• **书面指令**:
将从含有“Outline every instance of the window”的行起、至含有“11 61 L 14 51”的行止（含首尾两行）的材料以两列 CSV 形式给出，每条材料占一行，列名为“输入”与“输出”：“输入”列为材料文本，“输出”列为其答案，每项各置于一个带引号的字段中，字段内换行一律替换为空格。

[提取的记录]
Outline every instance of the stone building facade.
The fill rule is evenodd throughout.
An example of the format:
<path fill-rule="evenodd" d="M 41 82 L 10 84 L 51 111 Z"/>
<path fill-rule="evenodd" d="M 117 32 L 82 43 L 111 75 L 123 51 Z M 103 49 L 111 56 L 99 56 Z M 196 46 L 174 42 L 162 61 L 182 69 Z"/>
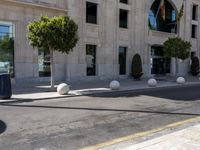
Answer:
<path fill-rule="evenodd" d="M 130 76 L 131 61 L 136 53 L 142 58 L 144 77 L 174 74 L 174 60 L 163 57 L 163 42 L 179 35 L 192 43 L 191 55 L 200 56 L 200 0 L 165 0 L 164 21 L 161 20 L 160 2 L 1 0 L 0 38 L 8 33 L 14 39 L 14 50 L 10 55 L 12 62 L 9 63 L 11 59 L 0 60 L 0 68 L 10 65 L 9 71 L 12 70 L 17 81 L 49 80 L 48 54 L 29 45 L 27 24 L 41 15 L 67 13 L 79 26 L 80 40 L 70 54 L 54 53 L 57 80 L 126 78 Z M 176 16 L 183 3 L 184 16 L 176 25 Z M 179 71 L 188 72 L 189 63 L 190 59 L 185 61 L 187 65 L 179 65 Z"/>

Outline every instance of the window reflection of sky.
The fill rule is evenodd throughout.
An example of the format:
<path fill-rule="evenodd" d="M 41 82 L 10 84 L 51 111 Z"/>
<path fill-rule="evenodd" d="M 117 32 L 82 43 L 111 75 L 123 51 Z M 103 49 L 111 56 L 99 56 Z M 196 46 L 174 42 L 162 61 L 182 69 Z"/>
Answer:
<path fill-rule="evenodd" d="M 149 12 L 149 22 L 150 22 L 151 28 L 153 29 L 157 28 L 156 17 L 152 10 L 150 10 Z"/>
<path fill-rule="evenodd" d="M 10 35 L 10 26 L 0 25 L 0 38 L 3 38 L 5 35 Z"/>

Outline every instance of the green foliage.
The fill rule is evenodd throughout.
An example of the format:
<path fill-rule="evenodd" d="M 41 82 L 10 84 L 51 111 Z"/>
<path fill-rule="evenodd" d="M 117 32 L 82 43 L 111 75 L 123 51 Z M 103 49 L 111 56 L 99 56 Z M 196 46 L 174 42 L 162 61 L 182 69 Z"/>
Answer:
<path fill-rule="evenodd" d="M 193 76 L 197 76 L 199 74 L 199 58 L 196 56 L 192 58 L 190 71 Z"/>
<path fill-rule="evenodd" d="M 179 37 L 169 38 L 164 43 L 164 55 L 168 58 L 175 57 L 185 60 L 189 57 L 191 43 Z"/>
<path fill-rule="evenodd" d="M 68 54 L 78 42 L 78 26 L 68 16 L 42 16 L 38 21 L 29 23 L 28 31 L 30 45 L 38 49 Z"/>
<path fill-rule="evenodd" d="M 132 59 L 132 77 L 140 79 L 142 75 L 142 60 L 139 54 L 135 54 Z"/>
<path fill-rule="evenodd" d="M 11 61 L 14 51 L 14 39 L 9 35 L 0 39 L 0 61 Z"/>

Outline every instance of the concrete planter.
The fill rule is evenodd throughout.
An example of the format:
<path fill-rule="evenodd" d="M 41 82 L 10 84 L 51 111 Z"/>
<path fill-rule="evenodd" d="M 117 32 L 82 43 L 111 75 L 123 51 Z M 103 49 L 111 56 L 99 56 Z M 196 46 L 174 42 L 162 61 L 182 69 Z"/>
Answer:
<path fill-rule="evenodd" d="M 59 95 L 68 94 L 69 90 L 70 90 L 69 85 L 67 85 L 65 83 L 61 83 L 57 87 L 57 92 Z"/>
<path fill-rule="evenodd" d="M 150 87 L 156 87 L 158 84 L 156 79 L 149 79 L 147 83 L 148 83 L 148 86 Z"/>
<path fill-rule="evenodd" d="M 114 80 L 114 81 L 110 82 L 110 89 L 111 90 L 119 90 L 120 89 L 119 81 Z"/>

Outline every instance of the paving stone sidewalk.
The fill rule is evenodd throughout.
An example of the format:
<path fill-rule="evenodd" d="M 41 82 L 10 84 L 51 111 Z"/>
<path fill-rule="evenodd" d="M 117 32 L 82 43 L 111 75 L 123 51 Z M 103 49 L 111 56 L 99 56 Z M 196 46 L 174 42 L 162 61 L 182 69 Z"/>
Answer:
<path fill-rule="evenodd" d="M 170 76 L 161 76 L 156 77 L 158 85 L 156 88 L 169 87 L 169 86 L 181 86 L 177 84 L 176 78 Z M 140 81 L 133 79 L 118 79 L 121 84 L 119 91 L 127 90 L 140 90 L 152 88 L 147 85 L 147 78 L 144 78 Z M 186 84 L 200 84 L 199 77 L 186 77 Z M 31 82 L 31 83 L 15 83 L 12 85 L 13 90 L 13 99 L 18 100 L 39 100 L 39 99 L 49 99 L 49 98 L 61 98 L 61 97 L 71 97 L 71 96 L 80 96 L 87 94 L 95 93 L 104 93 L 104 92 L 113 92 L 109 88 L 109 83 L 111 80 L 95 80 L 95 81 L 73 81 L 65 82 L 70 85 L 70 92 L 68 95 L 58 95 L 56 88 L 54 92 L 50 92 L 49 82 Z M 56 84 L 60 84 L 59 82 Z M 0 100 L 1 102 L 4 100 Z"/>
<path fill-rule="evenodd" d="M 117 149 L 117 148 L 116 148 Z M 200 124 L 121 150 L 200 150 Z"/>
...
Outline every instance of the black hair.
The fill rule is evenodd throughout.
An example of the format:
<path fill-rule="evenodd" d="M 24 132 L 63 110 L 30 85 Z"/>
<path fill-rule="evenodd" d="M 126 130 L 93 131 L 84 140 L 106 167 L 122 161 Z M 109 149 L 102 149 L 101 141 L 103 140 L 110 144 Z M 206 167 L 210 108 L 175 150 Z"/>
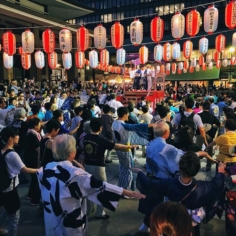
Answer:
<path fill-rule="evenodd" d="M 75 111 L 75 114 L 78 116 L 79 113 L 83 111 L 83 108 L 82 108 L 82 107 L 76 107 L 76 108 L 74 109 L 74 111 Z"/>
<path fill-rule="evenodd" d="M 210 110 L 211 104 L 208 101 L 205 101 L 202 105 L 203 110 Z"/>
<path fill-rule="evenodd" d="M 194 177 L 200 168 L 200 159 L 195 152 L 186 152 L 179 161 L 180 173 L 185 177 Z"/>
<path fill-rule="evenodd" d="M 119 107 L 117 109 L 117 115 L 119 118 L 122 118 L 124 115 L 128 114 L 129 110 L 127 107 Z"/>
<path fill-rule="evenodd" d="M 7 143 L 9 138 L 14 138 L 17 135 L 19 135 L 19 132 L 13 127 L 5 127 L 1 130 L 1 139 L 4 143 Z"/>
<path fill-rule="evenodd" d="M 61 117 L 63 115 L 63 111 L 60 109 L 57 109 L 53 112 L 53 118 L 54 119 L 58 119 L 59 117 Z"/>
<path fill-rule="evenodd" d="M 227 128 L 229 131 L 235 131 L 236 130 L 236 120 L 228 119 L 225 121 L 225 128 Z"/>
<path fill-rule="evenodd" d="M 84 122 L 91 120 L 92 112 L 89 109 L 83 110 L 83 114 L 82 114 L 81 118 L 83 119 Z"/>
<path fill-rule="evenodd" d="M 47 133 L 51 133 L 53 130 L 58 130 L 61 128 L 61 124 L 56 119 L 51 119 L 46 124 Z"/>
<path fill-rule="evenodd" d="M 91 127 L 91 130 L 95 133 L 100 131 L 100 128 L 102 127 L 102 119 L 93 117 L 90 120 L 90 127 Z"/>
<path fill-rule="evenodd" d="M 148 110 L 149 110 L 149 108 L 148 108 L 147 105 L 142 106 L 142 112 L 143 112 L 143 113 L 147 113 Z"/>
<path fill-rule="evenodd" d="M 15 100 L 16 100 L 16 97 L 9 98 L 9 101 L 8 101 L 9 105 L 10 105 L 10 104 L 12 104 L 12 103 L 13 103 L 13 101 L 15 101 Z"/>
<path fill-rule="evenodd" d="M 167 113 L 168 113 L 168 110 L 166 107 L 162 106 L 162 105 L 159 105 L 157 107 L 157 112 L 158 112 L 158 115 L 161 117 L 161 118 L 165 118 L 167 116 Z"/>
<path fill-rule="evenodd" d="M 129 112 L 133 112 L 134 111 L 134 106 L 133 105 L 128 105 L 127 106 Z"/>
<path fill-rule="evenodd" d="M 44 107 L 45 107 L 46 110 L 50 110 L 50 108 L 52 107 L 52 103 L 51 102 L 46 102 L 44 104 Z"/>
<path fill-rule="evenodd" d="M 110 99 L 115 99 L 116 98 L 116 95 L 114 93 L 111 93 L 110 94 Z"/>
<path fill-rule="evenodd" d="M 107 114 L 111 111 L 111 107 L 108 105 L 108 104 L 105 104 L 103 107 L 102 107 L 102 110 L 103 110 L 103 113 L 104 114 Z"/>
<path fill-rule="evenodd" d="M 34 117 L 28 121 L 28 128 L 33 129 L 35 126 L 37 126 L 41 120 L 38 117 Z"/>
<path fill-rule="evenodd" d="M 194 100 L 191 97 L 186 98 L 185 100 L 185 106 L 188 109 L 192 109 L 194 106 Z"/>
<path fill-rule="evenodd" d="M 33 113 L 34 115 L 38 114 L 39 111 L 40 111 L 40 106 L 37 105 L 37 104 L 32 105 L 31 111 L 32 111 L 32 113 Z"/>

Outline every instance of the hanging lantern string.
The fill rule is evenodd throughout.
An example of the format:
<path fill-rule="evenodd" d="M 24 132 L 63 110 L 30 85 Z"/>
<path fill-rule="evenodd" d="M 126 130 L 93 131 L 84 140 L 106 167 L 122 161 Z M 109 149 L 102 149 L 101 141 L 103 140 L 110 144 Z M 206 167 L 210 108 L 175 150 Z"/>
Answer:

• **参考解答**:
输入,输出
"Outline every instance of the window reflection of sky. The fill rule is evenodd throughout. An example of the format: <path fill-rule=""evenodd"" d=""M 41 82 L 10 84 L 51 111 Z""/> <path fill-rule=""evenodd"" d=""M 117 32 L 82 43 L 111 75 L 123 51 Z M 103 49 L 111 56 L 99 56 Z M 196 46 L 174 42 L 162 61 L 182 69 Z""/> Answer:","<path fill-rule=""evenodd"" d=""M 149 12 L 149 22 L 150 22 L 151 28 L 153 29 L 157 28 L 156 17 L 152 10 L 150 10 Z""/> <path fill-rule=""evenodd"" d=""M 10 35 L 10 26 L 0 25 L 0 38 L 3 38 L 5 35 Z""/>"
"Outline every instance of the green foliage. The fill rule is evenodd throughout. An example of the format: <path fill-rule=""evenodd"" d=""M 41 82 L 10 84 L 51 111 Z""/> <path fill-rule=""evenodd"" d=""M 117 32 L 82 43 L 111 75 L 123 51 Z M 103 49 L 111 56 L 99 56 Z M 196 46 L 174 42 L 162 61 L 182 69 Z""/> Answer:","<path fill-rule=""evenodd"" d=""M 193 76 L 197 76 L 199 74 L 199 58 L 196 56 L 192 58 L 190 71 Z""/> <path fill-rule=""evenodd"" d=""M 179 37 L 169 38 L 164 43 L 164 55 L 168 58 L 175 57 L 185 60 L 189 57 L 191 43 Z""/> <path fill-rule=""evenodd"" d=""M 68 54 L 78 42 L 78 26 L 68 16 L 42 16 L 38 21 L 29 23 L 28 31 L 30 45 L 38 49 Z""/> <path fill-rule=""evenodd"" d=""M 132 59 L 132 77 L 140 79 L 142 75 L 142 60 L 139 54 L 135 54 Z""/> <path fill-rule=""evenodd"" d=""M 11 61 L 14 51 L 14 39 L 9 35 L 0 39 L 0 61 Z""/>"